**Text block:**
- - -

The other part of the pre-draft analysis that we've not previously fleshed out is the general idea of "ranks those positions in order of priority." Using the Texans again as our example, the starting and high-rep positions that could theoretically be filled by a draft pick this year are WR2, WR3, NT, CB2/3, OG, OT, TE2, K, and OLB3. Ranking those positions in terms of need requires considering the Texans' philosophies on both sides of the ball, such that a position that doesn't see the field as often (NT) is going to be less important, a position that already has a presumptive starter of decent ability (TE2) is going to be less important, and seemingly inexplicable variables like "the teams is happy with Shaun Cody and Kareem Jackson" are accounted for. Using what we know, the most likely ordering of these positions seems to be WR2, OLB3, WR3, OT/OG, TE2, NT, CB2/3, TE2, K.
Now, the part that has always been implied in this theory before (but never spelled out) is that this ranking of positional priority is only the first step. We still have to cross-reference it with the actual talent pool in the draft. Because, as we'll discuss below, there is not a consistent distribution of talent across positions in any draft, this one included. So you have to start accounting for things like what kind of OLB3 Wade prefers, what kind (read: size) of WR2/3 Kubiak prefers, and how many of each type of player is in the draft. A team also needs to honestly evaluate whether Player X would fit multiple schemes, or if he's likely to succeed only in one style of offense/defense, and the team needs to determine (to the extent possible) the likelihood that the same schemes will be run 3 or 5 years down the road. (That is, if Coach ____ leaves, how likely is the team to continue running the same or similar offense/defense?) The point being, this revised draft strategy requires more work on the front end, but it's work that successful franchises are likely already doing, even if they are not doing it in a comprehensive way that factors into their draft-day selections.
Armed with their analysis, the team can then turn to preparing for the actual draft...

- - -

**Dataset excerpts:**

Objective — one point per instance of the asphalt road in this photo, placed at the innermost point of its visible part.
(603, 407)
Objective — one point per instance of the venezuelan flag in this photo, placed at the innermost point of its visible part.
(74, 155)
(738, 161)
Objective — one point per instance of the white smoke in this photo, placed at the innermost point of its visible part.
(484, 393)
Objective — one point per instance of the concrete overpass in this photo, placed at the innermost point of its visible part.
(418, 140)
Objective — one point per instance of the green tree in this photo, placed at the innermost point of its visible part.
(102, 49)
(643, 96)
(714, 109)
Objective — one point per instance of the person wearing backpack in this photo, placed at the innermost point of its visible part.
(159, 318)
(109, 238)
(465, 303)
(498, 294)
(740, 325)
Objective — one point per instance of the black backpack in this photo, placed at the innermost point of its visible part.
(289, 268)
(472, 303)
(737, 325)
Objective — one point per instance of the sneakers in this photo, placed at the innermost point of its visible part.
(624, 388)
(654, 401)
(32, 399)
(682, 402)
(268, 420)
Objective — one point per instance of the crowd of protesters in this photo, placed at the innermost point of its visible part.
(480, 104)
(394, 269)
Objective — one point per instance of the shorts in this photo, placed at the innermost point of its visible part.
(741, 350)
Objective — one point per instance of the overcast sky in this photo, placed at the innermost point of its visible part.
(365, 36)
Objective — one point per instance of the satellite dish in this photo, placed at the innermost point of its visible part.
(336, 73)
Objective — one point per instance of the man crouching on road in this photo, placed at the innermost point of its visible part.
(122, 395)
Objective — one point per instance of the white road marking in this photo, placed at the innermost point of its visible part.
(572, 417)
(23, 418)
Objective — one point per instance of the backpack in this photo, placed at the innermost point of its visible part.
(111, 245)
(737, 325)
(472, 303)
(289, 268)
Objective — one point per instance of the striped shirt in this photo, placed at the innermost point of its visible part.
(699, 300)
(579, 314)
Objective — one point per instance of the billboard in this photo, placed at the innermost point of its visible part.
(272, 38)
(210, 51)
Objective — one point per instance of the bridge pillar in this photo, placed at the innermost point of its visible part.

- - -

**Job 1:**
Condense the paragraph of the draft-strategy text that begins "Now, the part that has always been implied" into a short bulleted list that keeps its main points.
**Job 2:**
Write the next part of the draft-strategy text, picking up after its final sentence.
The material shown above stands apart from the draft-strategy text.

**Task output 1:**
- Ranking positional priority is only the first step. It must then be cross-referenced with the actual talent pool in the draft.
- Talent is not distributed evenly across positions in any draft, including this one.
- The team must account for the type of OLB3 Wade prefers, the type (size) of WR2/3 Kubiak prefers, and how many of each type are available.
- The team should honestly judge whether a player would fit several schemes or only one style of offense or defense.
- It should also estimate how likely the same schemes are to be run 3 or 5 years later, for example if a coach leaves.
- This approach demands more work up front, but successful franchises are likely already doing that work, even if not comprehensively or in a way that shapes their draft-day picks.

**Task output 2:**
First round: Team looks at all players who could fill a starting (or high-rep) slot and who are more than 75% likely to be taken before Team’s second-round pick (for example, the Texans would look at all players more than 75% likely to be taken before pick 58, which would probably include the top 65-75 players as ranked by draftniks). Team ignores players at positions unlikely to be filled by a rookie except where the position is perceived to be very shallow talent-wise in this draft or where ignoring those positions leaves a team with too few options. Team then ranks the players according to its own needs (i.e. the team-specific variables and other stuff mentioned above), ignoring the projected draft slots for each as determined by media/talking heads.
Which is to say, we use the experts’ opinions to cull the initial group from which we pare down our list, but, when making our actual list, the experts’ specific rankings go out the window. When the Team’s first-round pick comes up, the first remaining player on the list is taken.
Second round: Team looks at all players more than 75% likely to be taken between its first-round pick (to account for any players who might inexplicably slide) and its third-round pick. Same ranking process and selection process as above. [Note: It was asked in 2010 why a team should not just look at the players actually available at the time of their second pick plus guys N% likely to be gone by their third pick? The answer is because we are doing this evaluation ahead of time, and we want to know, if player G unexpectedly slides and is still on the board, how does he compare with our list. Once the pick comes up on draft day, of course you are not going to consider the guys who are missing; the point here is to consider a certain number of them ahead of time so that you aren’t thrown for a loop on draft day, wondering "oh, man, should we take this RB that we didn’t account for instead?!"]
Third round: Team looks at all players more than likely (based on the same 75/90 percentages) to be taken between its second and fourth round picks. Same process as above.
The strategy shifts a bit for rounds 4-7, as the Team looks at those four rounds as two separate groups of people instead of four.
Fouth/Fifth rounds: Team looks at all players likely to be taken between its third-round pick and the end of round 5 (because guessing this group down to your specific pick is pointless, as there are too many variables, and many of these guys, especially by the end of the fifth, are fungible to a certain extent). Rank and pick as above, with an depth at key positions becoming more and more important as a team-specific variable starting in Rd 5.
Sixth/Seventh rounds: Team looks at all players likely to be taken in the sixth or seventh as determined by a consensus of draft predictors (see…they aren’t totally useless!) as well as any players considered unlikely to be drafted, but who seem to fill a team-specific need. Rank and pick as above, with particular emphasis placed on depth above other factors.
Obviously, this approach is an attempt to get teams to take a big-picture view of the draft. Despite the apparent complexity of our formulae, at its heart, the theory is a simple one: Nothing is a reach if you are taking the best player for your team that you would not be able to get later, assuming (of course) that teams do not behave irrationally with respect to any one variable when calculating N%. The likelihoods (N%) and even some of the cutoffs for player groups, especially in later rounds, are open to interpretation and argument.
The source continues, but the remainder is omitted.